GOAL OF THE EXERCISE: From the first line of the entries below to the line with "Query: cloud", give each line again exactly.

THE DATA:
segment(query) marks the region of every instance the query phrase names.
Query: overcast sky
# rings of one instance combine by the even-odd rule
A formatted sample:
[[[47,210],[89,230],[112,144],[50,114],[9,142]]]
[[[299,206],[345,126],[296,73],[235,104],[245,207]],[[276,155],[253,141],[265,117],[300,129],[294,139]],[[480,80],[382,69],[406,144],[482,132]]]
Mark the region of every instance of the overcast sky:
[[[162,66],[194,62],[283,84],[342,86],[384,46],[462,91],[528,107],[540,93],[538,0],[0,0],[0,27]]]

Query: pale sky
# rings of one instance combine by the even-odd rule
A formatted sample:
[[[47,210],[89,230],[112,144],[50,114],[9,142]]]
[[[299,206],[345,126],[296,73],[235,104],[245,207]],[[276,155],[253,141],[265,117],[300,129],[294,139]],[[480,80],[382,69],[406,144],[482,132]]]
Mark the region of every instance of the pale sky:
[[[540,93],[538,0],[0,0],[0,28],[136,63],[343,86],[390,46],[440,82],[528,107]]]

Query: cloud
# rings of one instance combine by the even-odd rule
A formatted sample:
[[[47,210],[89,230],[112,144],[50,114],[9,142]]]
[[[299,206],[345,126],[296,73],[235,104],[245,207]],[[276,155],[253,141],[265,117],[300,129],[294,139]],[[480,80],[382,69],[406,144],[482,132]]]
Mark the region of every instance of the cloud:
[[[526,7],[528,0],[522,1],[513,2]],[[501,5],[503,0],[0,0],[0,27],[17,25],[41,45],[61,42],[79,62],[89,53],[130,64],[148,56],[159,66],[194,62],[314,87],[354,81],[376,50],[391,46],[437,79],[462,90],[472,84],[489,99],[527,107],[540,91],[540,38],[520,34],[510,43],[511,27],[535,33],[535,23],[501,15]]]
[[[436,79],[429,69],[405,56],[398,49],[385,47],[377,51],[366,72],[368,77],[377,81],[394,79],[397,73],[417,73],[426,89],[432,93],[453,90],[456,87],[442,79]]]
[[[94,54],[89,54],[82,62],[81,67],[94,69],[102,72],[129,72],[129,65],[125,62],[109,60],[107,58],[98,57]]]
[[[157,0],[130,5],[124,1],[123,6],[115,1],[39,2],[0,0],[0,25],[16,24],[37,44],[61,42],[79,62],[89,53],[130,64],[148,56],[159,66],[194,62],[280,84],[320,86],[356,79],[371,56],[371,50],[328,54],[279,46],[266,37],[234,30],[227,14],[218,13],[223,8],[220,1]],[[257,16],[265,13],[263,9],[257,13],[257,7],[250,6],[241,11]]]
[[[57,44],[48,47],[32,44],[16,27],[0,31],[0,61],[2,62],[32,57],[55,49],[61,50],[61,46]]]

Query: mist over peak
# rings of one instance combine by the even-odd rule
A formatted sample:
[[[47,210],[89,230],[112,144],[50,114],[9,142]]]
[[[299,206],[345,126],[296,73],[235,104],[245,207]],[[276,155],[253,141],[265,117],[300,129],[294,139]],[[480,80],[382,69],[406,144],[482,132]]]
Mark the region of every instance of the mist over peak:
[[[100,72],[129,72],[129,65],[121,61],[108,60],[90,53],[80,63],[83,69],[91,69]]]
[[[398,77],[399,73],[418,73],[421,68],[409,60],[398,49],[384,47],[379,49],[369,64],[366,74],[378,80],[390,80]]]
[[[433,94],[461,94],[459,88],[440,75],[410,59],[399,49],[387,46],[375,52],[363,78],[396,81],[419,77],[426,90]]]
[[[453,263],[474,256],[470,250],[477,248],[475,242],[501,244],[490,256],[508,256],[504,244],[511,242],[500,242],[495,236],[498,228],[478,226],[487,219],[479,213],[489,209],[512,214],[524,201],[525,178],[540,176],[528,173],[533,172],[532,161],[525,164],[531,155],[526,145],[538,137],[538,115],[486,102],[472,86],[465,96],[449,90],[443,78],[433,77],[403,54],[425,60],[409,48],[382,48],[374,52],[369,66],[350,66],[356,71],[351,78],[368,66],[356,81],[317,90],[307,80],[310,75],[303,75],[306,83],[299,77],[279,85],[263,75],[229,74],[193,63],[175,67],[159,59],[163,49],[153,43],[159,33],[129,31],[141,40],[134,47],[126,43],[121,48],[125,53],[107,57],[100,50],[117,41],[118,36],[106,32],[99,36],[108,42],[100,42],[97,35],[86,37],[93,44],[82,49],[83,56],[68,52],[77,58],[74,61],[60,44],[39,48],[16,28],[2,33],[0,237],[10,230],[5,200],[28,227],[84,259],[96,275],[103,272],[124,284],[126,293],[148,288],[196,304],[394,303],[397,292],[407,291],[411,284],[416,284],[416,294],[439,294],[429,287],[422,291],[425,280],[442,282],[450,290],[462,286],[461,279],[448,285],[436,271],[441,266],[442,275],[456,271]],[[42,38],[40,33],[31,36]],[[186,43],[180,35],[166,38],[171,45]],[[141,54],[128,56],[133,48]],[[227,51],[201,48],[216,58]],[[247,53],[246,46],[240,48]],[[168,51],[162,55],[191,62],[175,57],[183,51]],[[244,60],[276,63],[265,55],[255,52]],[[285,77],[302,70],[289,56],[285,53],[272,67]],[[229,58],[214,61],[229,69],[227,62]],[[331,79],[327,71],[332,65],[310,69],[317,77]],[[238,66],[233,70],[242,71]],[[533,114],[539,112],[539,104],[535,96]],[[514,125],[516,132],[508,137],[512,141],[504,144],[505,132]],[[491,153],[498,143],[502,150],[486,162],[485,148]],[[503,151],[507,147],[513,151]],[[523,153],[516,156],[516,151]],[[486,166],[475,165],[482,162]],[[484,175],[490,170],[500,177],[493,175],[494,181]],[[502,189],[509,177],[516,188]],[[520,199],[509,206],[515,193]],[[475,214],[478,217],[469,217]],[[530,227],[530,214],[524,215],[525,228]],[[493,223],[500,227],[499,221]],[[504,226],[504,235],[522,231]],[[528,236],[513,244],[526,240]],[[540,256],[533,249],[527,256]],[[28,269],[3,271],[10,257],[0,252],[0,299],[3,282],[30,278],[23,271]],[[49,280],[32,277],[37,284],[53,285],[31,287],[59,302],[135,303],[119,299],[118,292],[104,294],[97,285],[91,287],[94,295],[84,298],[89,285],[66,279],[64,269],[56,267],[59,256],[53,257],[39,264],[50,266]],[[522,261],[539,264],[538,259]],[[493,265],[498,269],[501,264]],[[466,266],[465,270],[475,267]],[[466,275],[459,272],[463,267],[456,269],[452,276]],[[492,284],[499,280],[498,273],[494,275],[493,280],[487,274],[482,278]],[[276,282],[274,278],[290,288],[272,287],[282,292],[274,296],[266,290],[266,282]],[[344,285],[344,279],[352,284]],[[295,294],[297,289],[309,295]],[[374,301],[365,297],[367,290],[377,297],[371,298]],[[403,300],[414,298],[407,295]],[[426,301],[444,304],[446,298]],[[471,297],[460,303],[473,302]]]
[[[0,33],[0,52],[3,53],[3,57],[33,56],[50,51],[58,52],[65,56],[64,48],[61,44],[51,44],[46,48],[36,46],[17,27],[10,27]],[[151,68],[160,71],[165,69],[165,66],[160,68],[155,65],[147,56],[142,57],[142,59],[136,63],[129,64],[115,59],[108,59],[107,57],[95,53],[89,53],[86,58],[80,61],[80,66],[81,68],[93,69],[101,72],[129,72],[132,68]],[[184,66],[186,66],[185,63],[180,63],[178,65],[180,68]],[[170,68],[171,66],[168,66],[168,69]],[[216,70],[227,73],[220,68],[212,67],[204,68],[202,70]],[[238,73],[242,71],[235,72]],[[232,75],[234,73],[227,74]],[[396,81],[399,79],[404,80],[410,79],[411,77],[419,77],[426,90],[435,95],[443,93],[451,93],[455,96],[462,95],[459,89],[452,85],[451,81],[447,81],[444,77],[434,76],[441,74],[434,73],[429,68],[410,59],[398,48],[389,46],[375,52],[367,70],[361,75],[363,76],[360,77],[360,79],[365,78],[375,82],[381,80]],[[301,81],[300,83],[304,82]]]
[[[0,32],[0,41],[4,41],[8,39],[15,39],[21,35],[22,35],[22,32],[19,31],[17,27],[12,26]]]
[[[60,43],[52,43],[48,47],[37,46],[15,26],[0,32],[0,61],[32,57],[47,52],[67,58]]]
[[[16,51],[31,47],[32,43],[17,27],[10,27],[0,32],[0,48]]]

EXERCISE ANSWER:
segment(query) marks the region of every instance the query phrase names.
Query: overcast sky
# rings of one instance combine by the even-odd rule
A formatted sample:
[[[47,210],[89,230],[112,144],[50,114],[9,142]]]
[[[299,206],[345,126],[296,73],[235,104],[245,207]],[[276,155],[253,141],[265,117],[300,129],[294,139]],[[480,80],[382,69],[406,144],[482,132]]]
Mark the region of every instance of the overcast sky:
[[[162,66],[194,62],[283,84],[342,86],[384,46],[462,91],[528,107],[540,93],[538,0],[0,0],[0,27]]]

Query: pale sky
# rings of one instance combine by the even-odd rule
A formatted sample:
[[[47,210],[89,230],[112,144],[50,114],[9,142]]]
[[[299,206],[345,126],[296,73],[235,104],[245,207]],[[276,155],[253,141],[265,117],[300,129],[294,139]],[[480,80],[382,69],[406,144],[482,132]]]
Mark the region of every instance of the pale sky:
[[[540,93],[538,0],[0,0],[0,28],[136,63],[343,86],[390,46],[440,82],[528,107]]]

Query: cloud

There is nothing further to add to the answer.